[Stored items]

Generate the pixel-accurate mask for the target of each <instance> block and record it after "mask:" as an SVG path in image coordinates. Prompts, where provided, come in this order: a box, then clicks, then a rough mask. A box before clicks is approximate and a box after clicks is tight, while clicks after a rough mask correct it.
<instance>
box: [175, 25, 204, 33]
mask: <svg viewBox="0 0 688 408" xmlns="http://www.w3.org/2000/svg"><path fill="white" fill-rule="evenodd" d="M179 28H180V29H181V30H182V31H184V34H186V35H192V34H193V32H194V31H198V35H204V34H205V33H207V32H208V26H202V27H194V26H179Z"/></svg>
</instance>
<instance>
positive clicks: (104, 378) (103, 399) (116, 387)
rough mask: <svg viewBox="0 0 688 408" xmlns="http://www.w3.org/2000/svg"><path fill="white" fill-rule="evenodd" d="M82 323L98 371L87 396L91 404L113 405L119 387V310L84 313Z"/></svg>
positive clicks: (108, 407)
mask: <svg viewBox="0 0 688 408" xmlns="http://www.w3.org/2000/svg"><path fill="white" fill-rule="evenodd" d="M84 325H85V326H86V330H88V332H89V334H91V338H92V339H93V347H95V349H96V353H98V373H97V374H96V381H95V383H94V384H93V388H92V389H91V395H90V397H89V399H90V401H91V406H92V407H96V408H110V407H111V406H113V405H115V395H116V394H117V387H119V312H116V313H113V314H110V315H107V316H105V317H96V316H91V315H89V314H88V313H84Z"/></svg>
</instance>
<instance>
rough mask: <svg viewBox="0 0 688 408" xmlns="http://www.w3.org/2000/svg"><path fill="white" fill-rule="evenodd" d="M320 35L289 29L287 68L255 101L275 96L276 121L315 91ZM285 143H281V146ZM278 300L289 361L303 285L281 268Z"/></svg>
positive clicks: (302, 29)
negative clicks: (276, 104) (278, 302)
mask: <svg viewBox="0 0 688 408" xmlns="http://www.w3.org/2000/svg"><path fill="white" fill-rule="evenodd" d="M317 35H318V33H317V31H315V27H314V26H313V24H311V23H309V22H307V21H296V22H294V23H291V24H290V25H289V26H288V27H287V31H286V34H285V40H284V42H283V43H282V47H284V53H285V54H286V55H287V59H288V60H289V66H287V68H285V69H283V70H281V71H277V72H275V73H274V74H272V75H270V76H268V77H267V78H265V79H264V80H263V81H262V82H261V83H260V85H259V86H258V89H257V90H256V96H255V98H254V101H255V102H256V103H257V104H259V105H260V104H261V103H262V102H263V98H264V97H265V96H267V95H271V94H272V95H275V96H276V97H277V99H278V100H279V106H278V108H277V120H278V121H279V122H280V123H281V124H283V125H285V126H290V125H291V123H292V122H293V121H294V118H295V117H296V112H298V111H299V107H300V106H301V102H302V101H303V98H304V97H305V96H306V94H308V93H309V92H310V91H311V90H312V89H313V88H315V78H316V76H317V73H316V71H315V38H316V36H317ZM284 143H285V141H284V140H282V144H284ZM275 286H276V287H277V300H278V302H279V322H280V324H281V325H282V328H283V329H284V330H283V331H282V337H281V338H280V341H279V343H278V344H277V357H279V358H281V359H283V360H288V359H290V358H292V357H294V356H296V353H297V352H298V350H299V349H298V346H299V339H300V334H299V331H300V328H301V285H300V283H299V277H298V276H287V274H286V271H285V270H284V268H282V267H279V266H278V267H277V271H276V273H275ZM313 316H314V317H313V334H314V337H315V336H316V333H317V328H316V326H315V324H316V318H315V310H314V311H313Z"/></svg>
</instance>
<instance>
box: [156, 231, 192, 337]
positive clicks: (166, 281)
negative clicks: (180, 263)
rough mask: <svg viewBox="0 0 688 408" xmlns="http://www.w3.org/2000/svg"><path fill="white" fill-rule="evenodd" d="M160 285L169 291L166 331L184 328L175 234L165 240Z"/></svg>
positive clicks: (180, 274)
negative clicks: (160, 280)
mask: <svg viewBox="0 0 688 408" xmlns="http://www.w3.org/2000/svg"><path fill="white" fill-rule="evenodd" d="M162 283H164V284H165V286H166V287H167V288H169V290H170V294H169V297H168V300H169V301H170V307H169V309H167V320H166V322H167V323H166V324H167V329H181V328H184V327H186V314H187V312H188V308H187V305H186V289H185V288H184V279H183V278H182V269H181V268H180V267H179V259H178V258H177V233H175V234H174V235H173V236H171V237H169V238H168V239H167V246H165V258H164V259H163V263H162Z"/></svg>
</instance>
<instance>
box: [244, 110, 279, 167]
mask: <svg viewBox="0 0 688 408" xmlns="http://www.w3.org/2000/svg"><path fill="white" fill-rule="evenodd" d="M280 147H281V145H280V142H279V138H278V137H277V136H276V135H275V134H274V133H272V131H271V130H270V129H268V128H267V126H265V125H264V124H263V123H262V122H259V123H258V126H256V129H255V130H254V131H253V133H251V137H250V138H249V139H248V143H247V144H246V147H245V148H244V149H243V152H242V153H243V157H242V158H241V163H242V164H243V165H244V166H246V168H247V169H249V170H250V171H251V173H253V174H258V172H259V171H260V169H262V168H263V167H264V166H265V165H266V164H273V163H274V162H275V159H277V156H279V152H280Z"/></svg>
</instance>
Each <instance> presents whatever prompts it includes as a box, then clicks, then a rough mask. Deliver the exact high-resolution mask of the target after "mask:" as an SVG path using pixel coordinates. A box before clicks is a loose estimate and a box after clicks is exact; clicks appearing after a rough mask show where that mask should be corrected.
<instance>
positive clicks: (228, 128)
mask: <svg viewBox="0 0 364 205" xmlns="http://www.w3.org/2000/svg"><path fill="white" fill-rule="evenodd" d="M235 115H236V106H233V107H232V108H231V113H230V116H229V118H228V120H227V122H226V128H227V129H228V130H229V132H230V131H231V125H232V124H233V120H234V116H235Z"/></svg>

— Work instruction —
Copy out, from the data above, each line where the string "then" is present.

— Your solution —
Generate the pixel-accurate mask for the target of each <instance> block and record it after "mask:" as an SVG path in image coordinates. Prompts, where provided, come in this order: a box, then clicks, then a rough mask. A box before clicks is approximate and a box after clicks is tight, while clicks after a rough mask correct it.
Each <instance> presents whatever prompts it includes as a box, then clicks, then a rough mask. Deliver the exact high-resolution mask of the target after "mask:" as an SVG path using pixel coordinates. A box before clicks is a loose estimate and a box after clicks is exact; clicks appearing after a rough mask show where that mask should be corrected.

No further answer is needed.